_SELECTED PASSAGE_

As Bone learns more about the biology of mushrooms, her interest grows beyond her appetite. Given that “fungi outnumber plants by a ratio of six to one and make up twenty-five percent of the Earth’s biomass,” she soon realizes that fungi are ubiquitous in nature. “We inhale one to ten [fungal] spores with every breath,” she writes. “They live on every surface, in every organism to some degree or another, and some can theoretically live forever.” The wild mushroom hunter’s most crucial learning curve, however, has to be the identification of those extremely unfriendly varieties, which conveniently tend to have common names like “death cap” and “destroying angel.” Of the 1.5 million fungal species in existence, only about four hundred are believed to be poisonous: you are more likely to be eaten by a shark than poisoned by a mushroom. Nevertheless, the amateur must use extreme caution. Even among the experts, Bone relates, “there are old mushroom eaters and bold mushroom eaters, but no old, bold mushroom eaters.”
Rather than working against her, Bone’s inexperience—combined with a contagious eagerness to learn and a playful passion for all things fungal—draws readers along on her journey of discovery. “When I started to understand how fungi live,” she writes, “I began to appreciate that every single life, be it an insect or a mushroom or a tree, lives in a web of interdependencies with other creatures, and as a result, each was way more complex and much more beautiful than I had ever imagined.” She examines a variety of topics related to this most under-appreciated organism, including changing appetites for mushrooms, the history of efforts to gather and/or cultivate them, understanding their nutritional benefits as well as their use in folk medicine, the effects of psychedelic mushrooms (“the black sheep of the mycological world,” which Bone samples in the course of her research), and proposals to use fungi in the bioremediation of sites contaminated by carbon-based pollutants, as well as to create new biofuels and pesticides. And then there are the “did-you-knows.” For instance, did you know that mushrooms should never be eaten raw because their cell walls are made of almost indigestible chitin, the same substance found in crab shells and squid beaks?

_DATA PROVIDED_
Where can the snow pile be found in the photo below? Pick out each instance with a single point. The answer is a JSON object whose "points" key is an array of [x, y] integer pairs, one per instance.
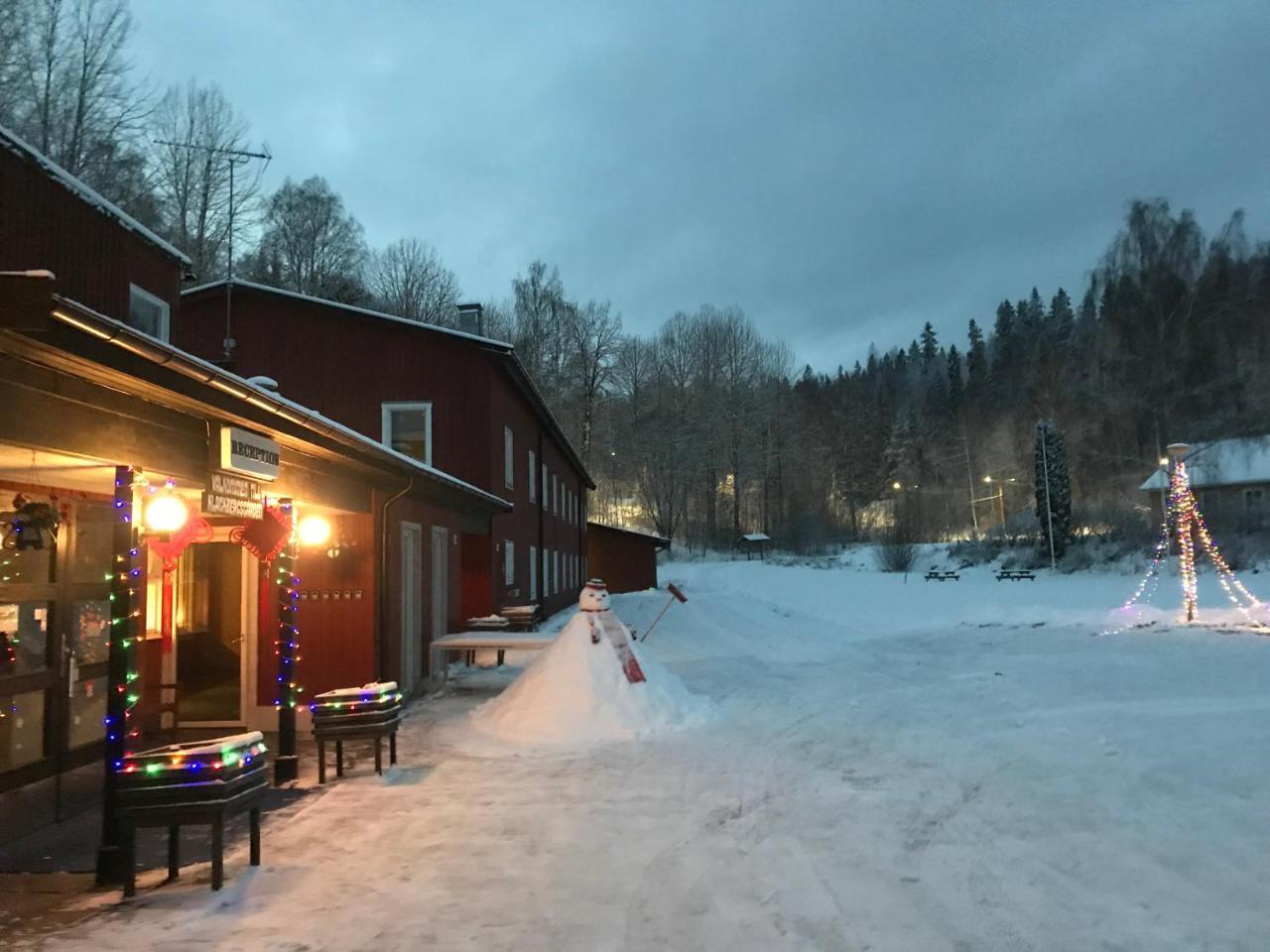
{"points": [[574, 693]]}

_REQUIRED ACTIONS_
1: In the mushroom passage, about how many of the 1.5 million fungal species are believed to be poisonous?
2: Pick up the mushroom passage right after its last sentence and keep writing.
The data has no connection to the mushroom passage.

_WRITTEN RESPONSES_
1: About four hundred.

2:
Readers will enjoy the science but stay for the story of the author’s growing awareness of and appreciation for the world around her—and us. Bone explains, “Everything changed after I learned about fungal lifestyles and how key they are to the functions of nature. Now when I look at anything—the walls of my house, the food I eat, the trees and parks, the potted orchids in the grocery store—I realize I am also looking at fungi. I’m seeing more than meets the eye. And while I know it is not a matter of faith, but science that has accessed this world to me, I nonetheless feel a kind of ecstasy in the knowing.”